What you will do: Every entry must be repeated exactly. Exclude all pictures.

------------

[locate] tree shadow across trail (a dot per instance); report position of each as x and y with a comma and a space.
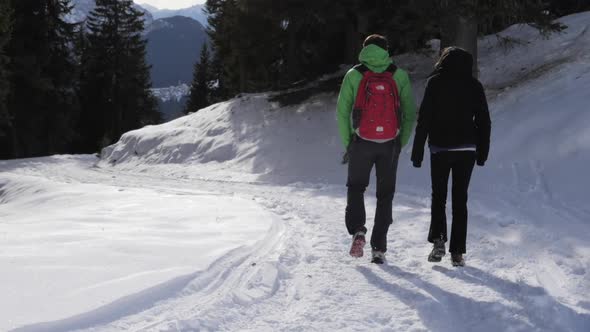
531, 308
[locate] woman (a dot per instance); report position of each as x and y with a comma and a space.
454, 117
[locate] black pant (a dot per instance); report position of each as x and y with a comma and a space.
362, 156
461, 164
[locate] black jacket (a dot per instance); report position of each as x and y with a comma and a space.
454, 111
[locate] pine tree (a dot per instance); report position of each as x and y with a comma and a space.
42, 100
5, 34
115, 80
200, 96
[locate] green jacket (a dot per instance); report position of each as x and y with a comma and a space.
377, 60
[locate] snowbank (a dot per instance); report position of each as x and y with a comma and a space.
71, 248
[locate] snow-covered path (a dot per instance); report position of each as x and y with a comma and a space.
207, 229
299, 278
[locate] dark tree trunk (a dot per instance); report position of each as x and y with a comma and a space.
460, 31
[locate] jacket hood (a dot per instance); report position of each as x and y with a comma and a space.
375, 58
455, 61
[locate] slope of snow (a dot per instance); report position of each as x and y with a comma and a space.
81, 9
528, 254
172, 93
69, 247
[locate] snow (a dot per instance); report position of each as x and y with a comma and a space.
232, 218
172, 93
61, 248
81, 9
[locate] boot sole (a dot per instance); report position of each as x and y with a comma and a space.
357, 248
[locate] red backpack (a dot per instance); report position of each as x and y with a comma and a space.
376, 116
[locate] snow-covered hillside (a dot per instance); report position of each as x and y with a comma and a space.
172, 93
231, 219
81, 9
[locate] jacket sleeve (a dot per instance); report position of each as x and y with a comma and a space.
344, 108
483, 124
408, 107
423, 127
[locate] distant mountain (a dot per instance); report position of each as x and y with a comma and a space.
195, 12
174, 45
83, 7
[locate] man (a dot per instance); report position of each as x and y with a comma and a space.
376, 114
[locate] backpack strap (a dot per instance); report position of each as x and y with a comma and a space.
363, 69
392, 69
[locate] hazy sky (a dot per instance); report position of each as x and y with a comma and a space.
171, 4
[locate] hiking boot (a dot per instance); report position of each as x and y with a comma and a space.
457, 259
438, 251
358, 243
378, 257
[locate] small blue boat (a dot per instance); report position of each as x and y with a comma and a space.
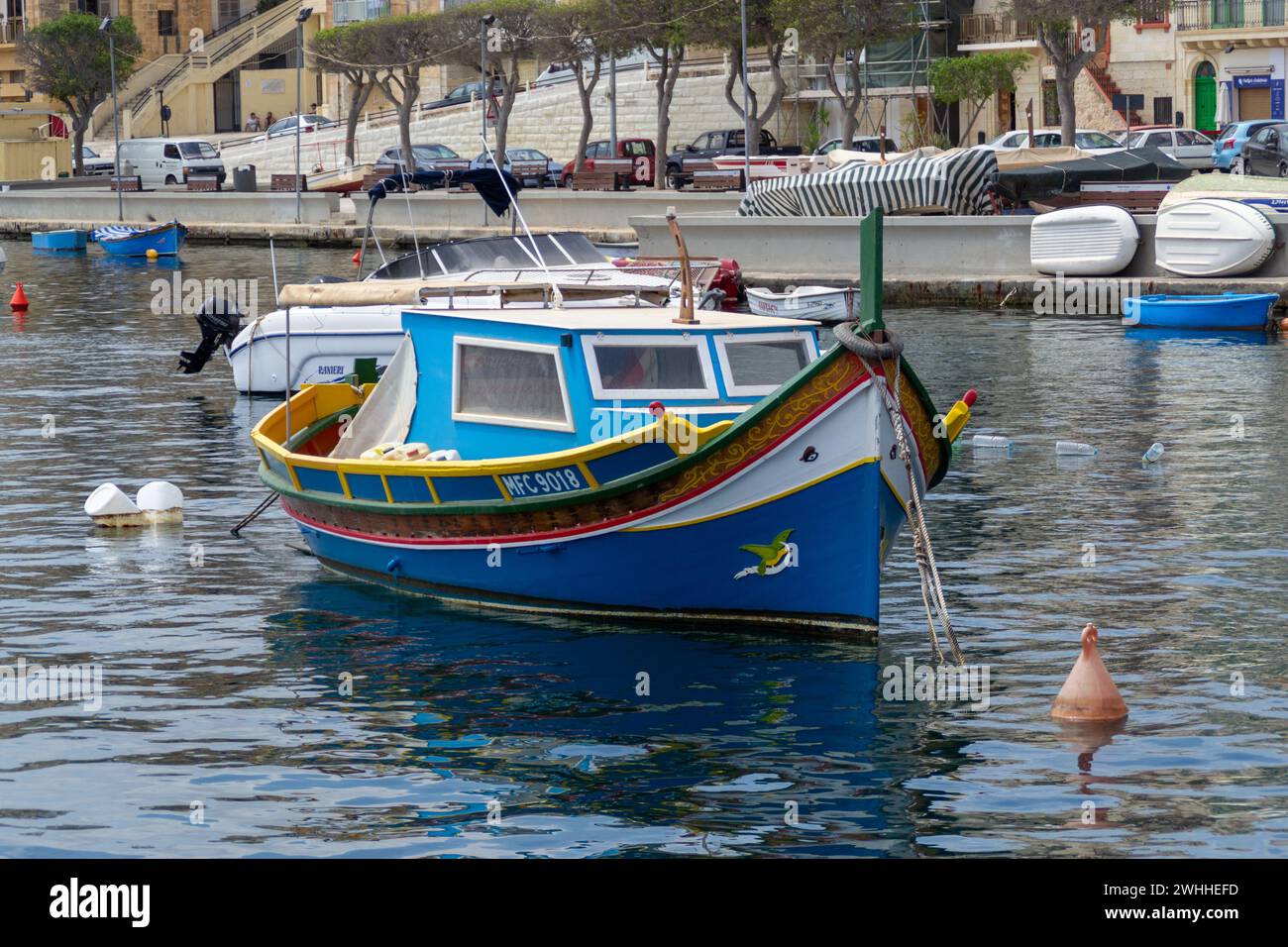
63, 241
1243, 311
117, 240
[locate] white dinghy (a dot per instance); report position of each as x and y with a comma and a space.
1096, 240
814, 303
1212, 236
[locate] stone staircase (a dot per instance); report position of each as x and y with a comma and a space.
223, 51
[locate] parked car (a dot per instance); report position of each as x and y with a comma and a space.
1228, 147
94, 163
1087, 140
870, 145
554, 169
459, 95
1185, 146
1266, 153
642, 151
170, 159
709, 145
286, 127
425, 158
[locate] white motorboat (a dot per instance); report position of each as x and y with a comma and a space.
814, 303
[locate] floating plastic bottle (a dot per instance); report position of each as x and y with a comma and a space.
1074, 449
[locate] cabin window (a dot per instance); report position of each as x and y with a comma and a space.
509, 382
760, 364
644, 367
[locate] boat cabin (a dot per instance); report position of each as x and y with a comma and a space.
494, 382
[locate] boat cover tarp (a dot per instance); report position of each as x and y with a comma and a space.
385, 415
1035, 182
484, 180
956, 182
1265, 193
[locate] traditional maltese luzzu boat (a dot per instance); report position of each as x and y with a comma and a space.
609, 462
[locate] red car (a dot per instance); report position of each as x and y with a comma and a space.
639, 150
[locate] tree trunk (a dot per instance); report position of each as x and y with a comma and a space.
670, 71
588, 118
360, 90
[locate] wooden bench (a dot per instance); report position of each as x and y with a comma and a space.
716, 180
204, 182
593, 180
286, 182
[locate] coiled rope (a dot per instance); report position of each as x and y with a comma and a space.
884, 346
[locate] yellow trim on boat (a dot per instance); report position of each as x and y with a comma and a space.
758, 502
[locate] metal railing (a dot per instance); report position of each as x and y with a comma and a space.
359, 11
993, 27
1229, 14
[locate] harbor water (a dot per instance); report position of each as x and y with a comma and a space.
253, 705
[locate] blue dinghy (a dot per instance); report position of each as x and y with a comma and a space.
1241, 311
119, 240
64, 241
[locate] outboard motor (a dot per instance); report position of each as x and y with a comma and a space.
219, 321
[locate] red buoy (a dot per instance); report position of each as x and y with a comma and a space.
1089, 693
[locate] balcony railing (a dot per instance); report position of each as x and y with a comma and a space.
11, 29
1229, 14
359, 11
992, 27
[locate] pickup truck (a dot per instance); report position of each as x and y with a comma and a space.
708, 145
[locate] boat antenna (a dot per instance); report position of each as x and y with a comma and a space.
514, 209
686, 272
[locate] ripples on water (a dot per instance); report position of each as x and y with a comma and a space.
222, 677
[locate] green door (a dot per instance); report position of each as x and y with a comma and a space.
1205, 103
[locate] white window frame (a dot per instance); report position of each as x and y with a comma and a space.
458, 415
698, 342
759, 390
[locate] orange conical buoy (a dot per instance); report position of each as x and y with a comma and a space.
1089, 693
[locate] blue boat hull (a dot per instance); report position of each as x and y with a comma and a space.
840, 527
1240, 311
63, 241
165, 240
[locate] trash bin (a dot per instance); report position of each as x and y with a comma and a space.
244, 178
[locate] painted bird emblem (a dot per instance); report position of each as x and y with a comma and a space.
771, 554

------------

Answer to the exercise:
[locate] tree shadow across trail (a dot per instance); report position of each as x and y with a comma and a space.
531, 308
[locate] woman (a dot per instance); report position of each as x and y with a comma and a space.
454, 117
[locate] black pant (a dot per instance); report position of each as x and y with a comma and a space.
362, 156
461, 164
[locate] black jacket (a dot per instance); report position of each as x and y with a comma and a space.
454, 111
[locate] pine tree (a dot per instance); report position of each as x and y with a comma and a space.
42, 100
5, 34
115, 80
200, 96
[locate] green jacket (a dot per instance); report position of each as x and y with a comma and a space.
377, 60
[locate] snowbank (a dot per instance); report position of each as x and y with a comma and a space.
71, 248
[locate] snow-covered path (a dot per instance); report position of each as x and y with a comma and a space.
207, 229
299, 278
[locate] dark tree trunk (a dot per instance); report position of each as x and y with a comma and a space.
460, 31
[locate] jacket hood (a dot per instance); report position of each as x and y with a comma and a space.
375, 58
455, 61
[locate] slope of snow (a dot per instance); report position of each as x and y with a comma and a space.
81, 9
528, 254
172, 93
69, 247
[locate] snow (a dot per instance); report position of each as x and y with a comma and a space.
232, 218
172, 93
61, 248
81, 9
[locate] boot sole (a dot per instance); report position of each as x and y with a comma and a space.
357, 248
[locate] red backpack (a dot per instance); report position of each as x and y with a comma and a space.
376, 116
[locate] snow-covered hillside (a dot per instance); report position of each as x and y with a comma and a space.
172, 93
231, 219
81, 9
[locate] jacket sleeve (a dot per instance); report position of each as x and y with a comma and a space.
344, 108
483, 124
408, 107
423, 127
[locate] distant mountain (a dot per instance); report position of each as x and y with a comma and a space.
195, 12
174, 45
83, 7
[locate] man (a dot per instance); report position of each as x and y with a comma and a space.
376, 114
[locate] backpack strap (a dot per instance); report position of each as x and y with a comma and a space.
363, 69
392, 69
[locate] hazy sky (a dot per instance); report position of each as x and y with a comma and a space.
171, 4
[locate] hiking boot (a dot per instance); report position of each as x and y with a comma and a space.
457, 259
438, 251
358, 243
378, 257
[locate] small blue boat (a dot per instance); report position of each as x and y with a comma and a space.
63, 241
1243, 311
117, 240
[locate] white dinghy (a dot per instance); report position of each as x and y with a comma and a space.
1096, 240
814, 303
1212, 236
[locate] stone staircase (a dot per instance); report position of each as x and y with a comma and a space.
223, 51
[locate] parked car (a dot per instance); report position of each as x and y with a comma and a space.
1228, 147
94, 163
1087, 140
870, 145
554, 169
459, 95
1185, 146
1266, 153
642, 151
170, 159
709, 145
286, 127
425, 158
[locate] white motorboat (a dot per instance); report position of each as x and y with a comma and a space.
814, 303
[locate] floating plastic bottle (a dot per instance); report position of each as x and y with a comma and a space.
1074, 449
[locate] cabin window (a dot per instance); report position of each as x and y with a comma and a space.
509, 382
760, 364
644, 367
[locate] boat cabin (a dot per instance); report position of each as x and y with a comma and a space.
494, 382
[locate] boat cover tarp (a dot per instance); report position of each as x and y with a comma and a space.
385, 415
1035, 182
484, 180
956, 182
1265, 193
[locate] traditional maltese luzzu boat (a dot per instance); report position of each as x and y with a comma and a space.
609, 462
[locate] red car (a dot per instance); report position of each as x and y with a comma and a space.
639, 150
[locate] tree trunk (a dot per instance); report position of each as x and y with a comma and a space.
670, 71
588, 118
360, 90
[locate] wooden bench (a dot per instance); report position of each as x and y with a comma and a space.
716, 180
204, 182
593, 180
286, 182
[locate] coiled rope (a dot per instance); report position of each as x and y with a comma and a space.
884, 346
[locate] yellow trim on boat (a dot per instance); report position of each as x and y with a comma and a space.
758, 502
[locate] metal railing (a dot per instance); report position of each as x and y with a comma and a space.
359, 11
993, 27
1229, 14
[locate] harbor water (a dot per instance); report position of each as x and y with a comma and a space.
253, 705
[locate] blue dinghy (a dot per instance); report position of each as x and y with a comma and a space.
1241, 311
119, 240
64, 241
[locate] outboard motor (a dot per instance); report position of each as x and y with a comma and a space.
219, 321
[locate] red buoy (a dot per instance); report position of each as x and y with a comma and a space.
1089, 693
[locate] balcony railing (a dot per instance); report position of each as x and y with a comma and a space.
11, 29
1229, 14
359, 11
992, 27
[locate] pickup truck (a dot per instance); report position of each as x and y with a comma and a space.
708, 145
[locate] boat antenna (a dot per instance); report position of each as x and y with a comma and a space.
514, 209
686, 272
[locate] ripples on water (a dot per instance); report position of each as x and y with a comma and a space.
222, 677
[locate] green door (a dot per instance); report position of each as x and y with a comma and a space.
1205, 103
[locate] white window frame (a dot per instance); report position of each as x and y with a comma and a space.
458, 415
698, 342
759, 390
[locate] orange conical buoy (a dot per instance); report position of each as x and y with a comma and a space.
1089, 693
[locate] blue boat hull (a dot per instance); report position of each as x and y with a comma and a space.
840, 527
1240, 311
63, 241
165, 240
[locate] trash bin (a dot per instance); report position of each as x and y with a comma and a space.
244, 178
[locate] painted bird emblem (a dot per instance); report position of each as x and y with a comma and a space.
771, 554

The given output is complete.